Update the material from its beginning through the line with "negative clicks: (1023, 647)", replacing "rough mask" with "coarse mask" everywhere and keeping everything else the same. Omit the pictures from your answer.

**Excerpted records:**
● ● ● ● ●

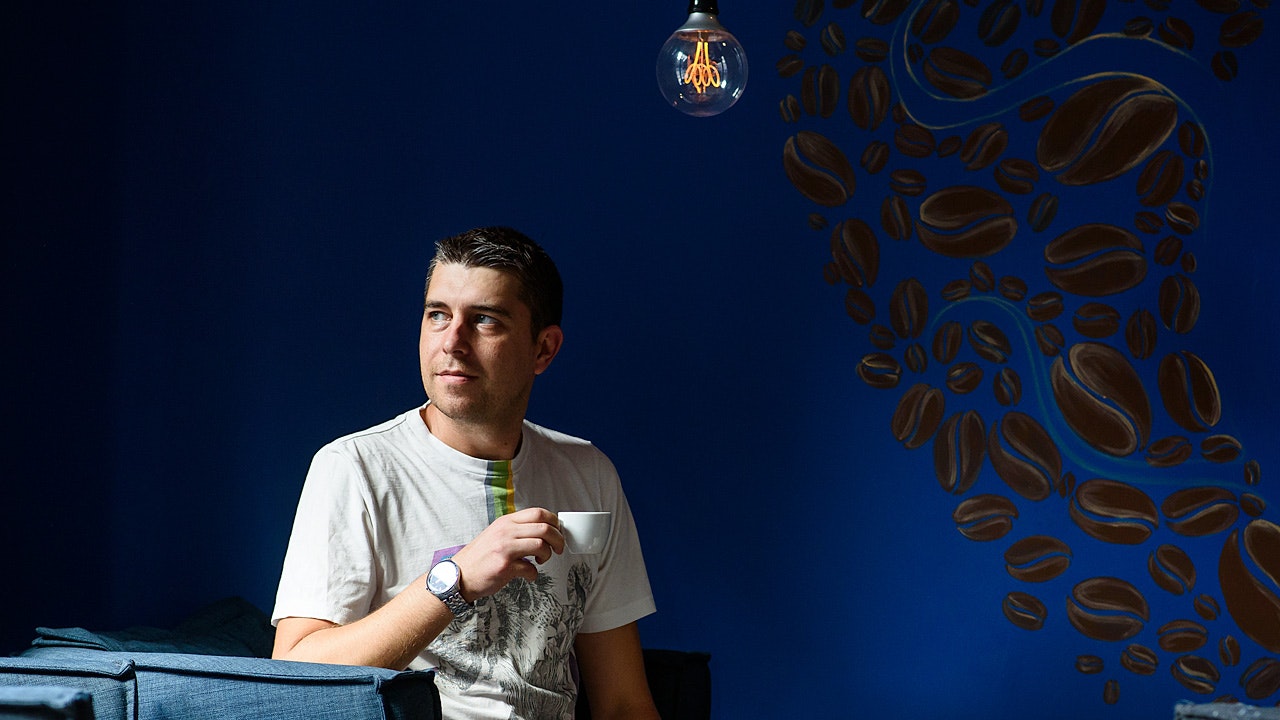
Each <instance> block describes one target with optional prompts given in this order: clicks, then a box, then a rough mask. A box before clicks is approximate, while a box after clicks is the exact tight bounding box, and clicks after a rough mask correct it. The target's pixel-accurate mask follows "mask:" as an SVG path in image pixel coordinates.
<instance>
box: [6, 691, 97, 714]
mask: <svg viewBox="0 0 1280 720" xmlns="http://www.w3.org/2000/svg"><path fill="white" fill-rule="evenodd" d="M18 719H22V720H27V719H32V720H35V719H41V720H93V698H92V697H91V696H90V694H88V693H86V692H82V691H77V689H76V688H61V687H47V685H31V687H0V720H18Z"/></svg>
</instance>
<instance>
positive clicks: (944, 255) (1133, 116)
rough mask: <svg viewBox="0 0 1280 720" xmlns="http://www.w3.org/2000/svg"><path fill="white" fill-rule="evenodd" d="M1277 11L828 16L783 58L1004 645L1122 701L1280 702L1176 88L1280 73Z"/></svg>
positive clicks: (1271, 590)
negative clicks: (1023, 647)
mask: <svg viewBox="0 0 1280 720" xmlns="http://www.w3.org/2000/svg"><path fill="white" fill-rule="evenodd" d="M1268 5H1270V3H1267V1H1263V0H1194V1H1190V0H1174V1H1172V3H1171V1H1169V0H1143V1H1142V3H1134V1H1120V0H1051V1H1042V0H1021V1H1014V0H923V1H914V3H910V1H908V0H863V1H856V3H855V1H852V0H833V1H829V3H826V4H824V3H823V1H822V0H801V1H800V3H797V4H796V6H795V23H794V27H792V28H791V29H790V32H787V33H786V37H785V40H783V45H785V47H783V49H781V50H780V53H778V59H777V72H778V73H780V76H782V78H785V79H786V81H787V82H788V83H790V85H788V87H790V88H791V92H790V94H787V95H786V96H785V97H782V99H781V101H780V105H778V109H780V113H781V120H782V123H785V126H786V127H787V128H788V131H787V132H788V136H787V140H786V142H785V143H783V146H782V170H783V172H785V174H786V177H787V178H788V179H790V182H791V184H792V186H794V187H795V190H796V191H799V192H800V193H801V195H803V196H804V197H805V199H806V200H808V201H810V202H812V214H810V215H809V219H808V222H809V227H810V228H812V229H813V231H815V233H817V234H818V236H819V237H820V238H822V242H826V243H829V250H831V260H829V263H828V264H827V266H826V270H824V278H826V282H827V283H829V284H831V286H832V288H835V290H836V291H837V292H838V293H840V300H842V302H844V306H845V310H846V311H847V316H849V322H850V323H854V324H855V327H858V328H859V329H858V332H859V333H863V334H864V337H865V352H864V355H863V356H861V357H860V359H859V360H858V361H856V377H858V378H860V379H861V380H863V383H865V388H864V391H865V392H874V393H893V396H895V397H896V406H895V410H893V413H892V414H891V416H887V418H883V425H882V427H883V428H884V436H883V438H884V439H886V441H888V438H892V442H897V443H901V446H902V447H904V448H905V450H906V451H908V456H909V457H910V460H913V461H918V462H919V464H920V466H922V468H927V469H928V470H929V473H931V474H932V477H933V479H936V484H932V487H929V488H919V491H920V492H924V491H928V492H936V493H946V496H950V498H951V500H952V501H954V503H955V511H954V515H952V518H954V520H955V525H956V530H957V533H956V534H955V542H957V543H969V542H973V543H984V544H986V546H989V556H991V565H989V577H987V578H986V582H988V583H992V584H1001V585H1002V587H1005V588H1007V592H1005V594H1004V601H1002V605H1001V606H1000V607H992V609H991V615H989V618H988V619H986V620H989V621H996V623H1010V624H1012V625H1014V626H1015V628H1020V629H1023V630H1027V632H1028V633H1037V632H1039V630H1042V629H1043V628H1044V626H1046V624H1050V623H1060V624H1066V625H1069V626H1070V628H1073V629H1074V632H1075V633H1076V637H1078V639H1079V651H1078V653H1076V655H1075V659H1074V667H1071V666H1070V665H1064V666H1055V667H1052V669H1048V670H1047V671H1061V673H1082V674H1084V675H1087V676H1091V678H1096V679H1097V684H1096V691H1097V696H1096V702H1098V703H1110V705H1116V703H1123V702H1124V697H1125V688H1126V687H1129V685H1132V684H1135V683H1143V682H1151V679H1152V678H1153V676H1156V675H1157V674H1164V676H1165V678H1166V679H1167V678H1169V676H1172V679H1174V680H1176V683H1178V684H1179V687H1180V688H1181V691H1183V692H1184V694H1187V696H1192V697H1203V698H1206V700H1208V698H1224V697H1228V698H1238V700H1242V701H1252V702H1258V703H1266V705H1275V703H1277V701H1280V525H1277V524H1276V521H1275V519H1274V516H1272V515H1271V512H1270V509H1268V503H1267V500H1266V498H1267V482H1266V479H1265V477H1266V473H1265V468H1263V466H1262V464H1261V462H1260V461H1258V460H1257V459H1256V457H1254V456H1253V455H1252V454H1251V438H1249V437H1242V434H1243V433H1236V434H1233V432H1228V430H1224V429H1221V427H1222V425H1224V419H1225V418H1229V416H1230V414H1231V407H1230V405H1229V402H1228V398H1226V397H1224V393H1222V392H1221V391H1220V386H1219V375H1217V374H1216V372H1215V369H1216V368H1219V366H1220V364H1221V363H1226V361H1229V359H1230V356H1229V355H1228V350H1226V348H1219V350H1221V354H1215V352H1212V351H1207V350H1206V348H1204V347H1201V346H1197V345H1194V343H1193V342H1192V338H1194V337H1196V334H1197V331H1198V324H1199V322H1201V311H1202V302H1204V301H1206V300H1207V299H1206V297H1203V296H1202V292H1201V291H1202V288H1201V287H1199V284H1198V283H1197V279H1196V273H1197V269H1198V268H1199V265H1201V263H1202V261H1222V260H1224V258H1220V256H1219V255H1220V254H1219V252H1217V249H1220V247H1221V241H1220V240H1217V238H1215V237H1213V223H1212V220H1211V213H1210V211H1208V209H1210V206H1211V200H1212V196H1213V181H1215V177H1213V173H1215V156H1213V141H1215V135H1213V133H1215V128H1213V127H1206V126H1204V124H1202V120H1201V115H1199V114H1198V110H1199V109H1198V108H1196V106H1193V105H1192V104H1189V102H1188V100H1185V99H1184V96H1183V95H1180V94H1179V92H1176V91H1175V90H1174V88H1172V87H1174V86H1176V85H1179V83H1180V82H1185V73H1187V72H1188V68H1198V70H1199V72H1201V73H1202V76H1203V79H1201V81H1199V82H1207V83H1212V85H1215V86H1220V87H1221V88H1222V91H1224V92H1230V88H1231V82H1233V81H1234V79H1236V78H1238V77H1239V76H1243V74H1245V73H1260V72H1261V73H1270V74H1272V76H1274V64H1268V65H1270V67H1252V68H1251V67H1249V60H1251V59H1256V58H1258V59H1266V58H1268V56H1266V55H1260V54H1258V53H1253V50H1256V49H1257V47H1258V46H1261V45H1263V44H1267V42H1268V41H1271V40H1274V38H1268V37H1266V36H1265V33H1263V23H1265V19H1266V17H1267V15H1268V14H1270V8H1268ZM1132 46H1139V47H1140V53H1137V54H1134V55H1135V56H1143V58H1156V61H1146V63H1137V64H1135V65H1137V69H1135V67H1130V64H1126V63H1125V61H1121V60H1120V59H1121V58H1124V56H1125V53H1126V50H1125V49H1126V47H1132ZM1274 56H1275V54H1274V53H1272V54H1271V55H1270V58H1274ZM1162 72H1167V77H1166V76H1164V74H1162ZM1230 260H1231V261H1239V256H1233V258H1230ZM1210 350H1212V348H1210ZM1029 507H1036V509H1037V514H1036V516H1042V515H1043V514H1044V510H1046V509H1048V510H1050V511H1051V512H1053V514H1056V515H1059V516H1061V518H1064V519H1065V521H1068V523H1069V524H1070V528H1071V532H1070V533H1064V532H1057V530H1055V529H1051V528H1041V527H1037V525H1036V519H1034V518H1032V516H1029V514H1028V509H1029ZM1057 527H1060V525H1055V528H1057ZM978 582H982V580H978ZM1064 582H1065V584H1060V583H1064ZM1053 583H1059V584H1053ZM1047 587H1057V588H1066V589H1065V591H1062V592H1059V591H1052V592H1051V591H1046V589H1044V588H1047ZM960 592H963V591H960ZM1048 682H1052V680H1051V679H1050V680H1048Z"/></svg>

● ● ● ● ●

**Expected output:**
Each <instance> block describes one target with optional prompts given in this order: clicks, then a box, then a coarse mask. A box before clicks is approximate, while a box after clicks is the exact tight bounding box, and clicks after a coarse mask correct it. The target's pixel-accurate mask follows "mask:" as an SVG path in image pixel coordinates.
<instance>
box: [6, 691, 97, 714]
mask: <svg viewBox="0 0 1280 720" xmlns="http://www.w3.org/2000/svg"><path fill="white" fill-rule="evenodd" d="M18 719H22V720H27V719H32V720H35V719H41V720H93V698H92V697H91V696H90V694H88V693H86V692H82V691H77V689H76V688H61V687H47V685H31V687H0V720H18Z"/></svg>
</instance>
<instance>
positive clicks: (944, 255) (1133, 116)
coarse mask: <svg viewBox="0 0 1280 720" xmlns="http://www.w3.org/2000/svg"><path fill="white" fill-rule="evenodd" d="M1277 11L828 16L783 58L1004 645L1122 701L1280 702L1176 88L1280 73Z"/></svg>
positive clicks: (1271, 590)
negative clicks: (1023, 647)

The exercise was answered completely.